> Directions
A – Reproduce the in-orbit demonstration text from "All the retrieved" to "demonstration in orbit.", switching "database" to "catalog".
B – Resume the in-orbit demonstration text, picking up right after its final sentence.

> Document
Fig 2 depicts the coverage achieved, from the received questionnaires, in terms of Technology Domains defined in ESA’s Technology Tree classification. It has to be noted that some proposed technology can be categorized under more than one Technology Domain (the upper branch of ESA’s Technology Tree). It has to be noted that the type of technologies that has been received has been very diverse: from single subsystem technologies to complete spacecraft subsystems or payloads, going to complex techniques.
Looking at the application of the technologies that have been proposed (Fig 3 depicts the technologies proposed against the ESA’s Service Domains), one can see that most of them are generic ones and therefore applicable to a wide variety of space missions.
A research has been carried out in order to identify carriers that could be applicable to an IOD mission. Our research has focused on satellites up to the Minisat range (below 500kg), and has identified a large number of platforms with a different degree of flight heritage. Among all these platforms, detailed information on their performances and services available to IOD payloads has been gathered for a total of 30 carriers, including also modified upper stages that could offer enough resources for demonstrating/validating payloads in orbit.
Similarly, information on current and future launchers that could be used by an IOD mission has been gathered. These include European Launch Vehicles (Ariane5, Soyuz, VEGA as well as the in-development Ariane6), as well as other interesting launches for small satellites like DNEPR or PSLV. For the selected launch vehicles, the launch manifest up to 2020 has been collected.
All the retrieved information has been structured in a database, which allows browsing and comparing characteristics of the different technologies, such as the requirements that these technologies impose on a carrier for their demonstration in orbit.
The information is stored in tables and then ready by a script that presents to the user html reports. Different technologies can be combined together into “IOD mission configurations”, which also present to the user which carriers are compatible with the selected technologies combinations and the remaining margins. This can be done with the Missionisation Tool (MITO tool), which can help the user to quickly assess the main characteristics (mass, power, pointing accuracy, ROM price) of different IOD mission configurations. Also, the tool suggests additional technologies that may be included in order to use the spare space on the selected carrier for a given IOD mission configuration. Similarly, the applicable launchers (in terms of mass, orbit and fairing dimensions) are suggested to the user.

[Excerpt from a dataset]
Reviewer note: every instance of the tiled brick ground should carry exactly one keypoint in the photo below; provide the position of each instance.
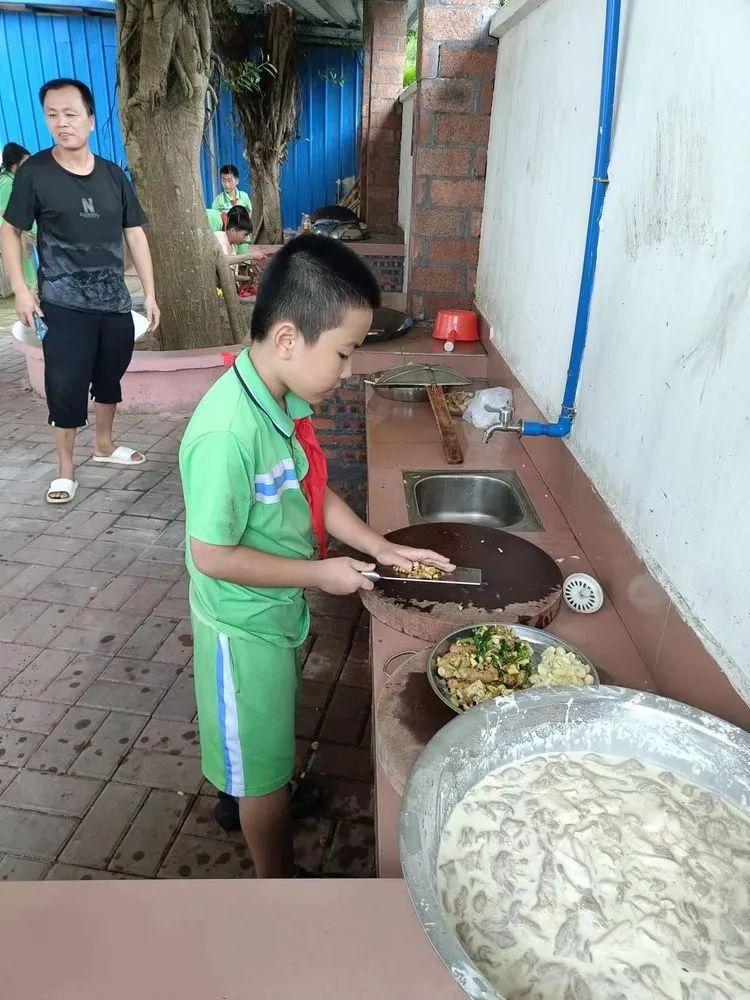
(99, 768)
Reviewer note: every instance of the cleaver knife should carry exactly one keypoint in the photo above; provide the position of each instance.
(462, 576)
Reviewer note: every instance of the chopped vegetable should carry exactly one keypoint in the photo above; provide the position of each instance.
(419, 571)
(494, 661)
(558, 666)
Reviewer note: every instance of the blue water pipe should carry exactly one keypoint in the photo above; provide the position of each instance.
(598, 191)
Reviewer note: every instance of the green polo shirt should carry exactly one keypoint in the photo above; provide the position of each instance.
(215, 221)
(241, 468)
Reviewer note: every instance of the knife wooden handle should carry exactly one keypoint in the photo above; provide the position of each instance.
(451, 446)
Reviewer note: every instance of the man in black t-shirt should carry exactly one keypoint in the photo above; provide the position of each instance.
(83, 207)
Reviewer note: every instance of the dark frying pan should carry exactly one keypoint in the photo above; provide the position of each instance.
(387, 324)
(522, 584)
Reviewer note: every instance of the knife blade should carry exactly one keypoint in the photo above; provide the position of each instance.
(463, 576)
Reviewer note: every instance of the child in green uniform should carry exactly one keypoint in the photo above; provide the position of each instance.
(256, 497)
(14, 156)
(231, 196)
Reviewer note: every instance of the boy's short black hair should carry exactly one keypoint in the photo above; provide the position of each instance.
(86, 96)
(12, 155)
(238, 217)
(312, 282)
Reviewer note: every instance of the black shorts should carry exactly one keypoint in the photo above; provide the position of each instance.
(83, 351)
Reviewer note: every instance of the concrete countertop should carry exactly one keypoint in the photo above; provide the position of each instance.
(216, 940)
(404, 437)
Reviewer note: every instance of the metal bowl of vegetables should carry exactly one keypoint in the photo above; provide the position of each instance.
(478, 663)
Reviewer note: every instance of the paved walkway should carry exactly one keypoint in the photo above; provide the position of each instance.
(99, 769)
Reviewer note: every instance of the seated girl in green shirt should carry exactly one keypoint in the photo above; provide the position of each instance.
(13, 157)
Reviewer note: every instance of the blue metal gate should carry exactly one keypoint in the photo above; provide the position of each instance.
(36, 46)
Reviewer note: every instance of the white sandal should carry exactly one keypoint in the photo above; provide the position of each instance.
(67, 486)
(120, 456)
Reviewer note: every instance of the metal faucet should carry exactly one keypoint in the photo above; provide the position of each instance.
(505, 423)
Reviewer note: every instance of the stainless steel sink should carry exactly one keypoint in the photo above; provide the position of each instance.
(495, 499)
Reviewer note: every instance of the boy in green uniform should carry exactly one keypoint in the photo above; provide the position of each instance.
(231, 197)
(256, 496)
(231, 194)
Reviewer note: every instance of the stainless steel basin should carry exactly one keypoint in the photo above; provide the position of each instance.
(494, 499)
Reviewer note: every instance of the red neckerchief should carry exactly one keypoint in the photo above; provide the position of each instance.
(315, 482)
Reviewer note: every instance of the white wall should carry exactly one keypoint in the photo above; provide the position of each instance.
(663, 425)
(405, 169)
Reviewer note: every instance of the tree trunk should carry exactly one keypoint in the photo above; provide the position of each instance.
(163, 63)
(267, 191)
(268, 113)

> Answers given
A –
All the retrieved information has been structured in a catalog, which allows browsing and comparing characteristics of the different technologies, such as the requirements that these technologies impose on a carrier for their demonstration in orbit.

B –
In addition, the user can give critical assessment of the different technologies in order to have a further evaluation of each technology (in addition to the data contained in the questionnaires) and produce IOD figures of merit for a mission configuration.
This tool has been prepared in order to:
- ease browsing through the IOD database
- create and evaluate IOD mission configurations
- compare different IOD mission configurations
*The IOD/IOV workshop
Organized by IODISPLay in conjunction with the other parallel H2020 IOD projects, the IOD/IOV workshop held in ESA/ESTEC in November 2015 had the following objectives:
- To gather all main IOD European actors around one single table: policy makers, industries, academia, operators, launchers
- To generate a discussion on what are the priorities for IOD
- To present the main current and recent activities related to IOD
- To propose to policy makers guidelines and priorities about future of IOD within H2020
More than 80 people were present at the event: European Commission, ESA, several National Delegations, Coordinators and Partner organisations from the Consortiums of the four H2020 IOD projects (from COMPET-5-2014), and a relevant presence of technology owners, system integrators and launcher developer and providers. The agenda can be found in the IODISPLay website. The offered presentations triggered a discussion on the priorities for IOD within Europe.
The main messages that can summarize the generated discussion are presented here below:
- The initial H2020 IOD objective is to foster a service for providing opportunities of IOD, which can enable frequent and ideally self-sustainable access to space.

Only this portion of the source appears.